8. Transparansi dan Akuntabilitas
Setiap orang berhak memperoleh informasi dari Pengadilan Tindak Pidana Korupsi
sesuai dengan peraturan perundang-undangan. Pengadilan Tindak Pidana Korupsi
menyediakan informasi yang bersifat terbuka dan dapat diakses oleh publik mengenai
penyelenggaraan pengadilan tindak pidana korupsi. Selanjutnya kententuan mengenai
hak dan informasi yang bersifat terbuka diatur dengan Peraturan Mahkamah Agung.

5
Pimpinan dan Anggota Dewan Perwakilan Rakyat yang Terhormat,
Demikian Keterangan Presiden terhadap RUU tentang Pengadilan Tindak Pidana
Korupsi. Semoga Dewan yang terhormat dalam waktu yang tidak terlalu lama dapat
mengagendakan dan mengintensifkan pembicaraan materi muatan RUU ini dalam masa
sidang DPR saat ini, sehingga sesegera mungkin kita dapat mencapai persetujuan bersama
untuk selanjutnya disahkan oleh Presiden menjadi undang-undang.

........

-- TUGAS YANG DIBERIKAN A --
Tampilkan persis bagian kutipan keterangan Presiden antara "8. Transparansi dan" dan "Peraturan Mahkamah Agung.", kedua ujungnya ikut disertakan.
-- TUGAS YANG DIBERIKAN B --
Selain Presiden, lembaga negara apa saja yang disebut dalam kutipan keterangan Presiden? Tulis nama lengkapnya.
-- TUGAS YANG DIBERIKAN C --
Teruskan kutipan keterangan Presiden tentang RUU Pengadilan Tindak Pidana Korupsi, mulai setelah kalimat terakhir yang tercantum.

-- DATA YANG DISEDIAKAN --
........

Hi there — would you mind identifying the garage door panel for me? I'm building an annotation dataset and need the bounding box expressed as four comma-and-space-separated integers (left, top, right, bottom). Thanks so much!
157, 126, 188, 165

........

-- JAWABAN LATIHAN A --
8. Transparansi dan Akuntabilitas
Setiap orang berhak memperoleh informasi dari Pengadilan Tindak Pidana Korupsi
sesuai dengan peraturan perundang-undangan. Pengadilan Tindak Pidana Korupsi
menyediakan informasi yang bersifat terbuka dan dapat diakses oleh publik mengenai
penyelenggaraan pengadilan tindak pidana korupsi. Selanjutnya kententuan mengenai
hak dan informasi yang bersifat terbuka diatur dengan Peraturan Mahkamah Agung.

-- JAWABAN LATIHAN B --
- Pengadilan Tindak Pidana Korupsi
- Mahkamah Agung
- Dewan Perwakilan Rakyat

-- JAWABAN LATIHAN C --
Akhir kata, kami atas nama Presiden mengucapkan terima kasih dan apresiasi yang
setinggi-tinggi atas perhatian anggota Dewan yang terhormat dan kesabarannya dalam
mendengarkan penyampaian Keterangan Presiden ini. Semoga Tuhan Yang Maha Esa
meridhoi segala amal bakti kita dalam mewujudkan tatanan kehidupan berbangsa dan
bernegara yang tertib, adil, makmur, dan sejahtera.
Amin Ya Rabbal’alamin.
Wassalamu’alaikum Wr.Wb.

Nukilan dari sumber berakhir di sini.